▶ _EXERCISE AIM_:
Scale the items below by copying every line, requests included, with each box coordinate in the answers multiplied by 0.25 and rounded to a whole number, halves rounded up.

▶ _Dataset extracts with box labels_:
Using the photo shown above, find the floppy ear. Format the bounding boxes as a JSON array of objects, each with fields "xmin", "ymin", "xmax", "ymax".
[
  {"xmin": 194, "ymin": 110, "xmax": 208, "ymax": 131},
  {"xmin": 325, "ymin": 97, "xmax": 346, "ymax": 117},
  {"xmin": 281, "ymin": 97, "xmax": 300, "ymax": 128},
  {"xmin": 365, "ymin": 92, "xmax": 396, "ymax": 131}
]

▶ _EXERCISE RESULT_:
Using the photo shown above, find the floppy ear. Format the bounding boxes as a JSON array of objects, each with fields "xmin", "ymin", "xmax", "ymax".
[
  {"xmin": 49, "ymin": 28, "xmax": 52, "ymax": 33},
  {"xmin": 81, "ymin": 24, "xmax": 87, "ymax": 29},
  {"xmin": 70, "ymin": 24, "xmax": 75, "ymax": 32},
  {"xmin": 91, "ymin": 23, "xmax": 99, "ymax": 33}
]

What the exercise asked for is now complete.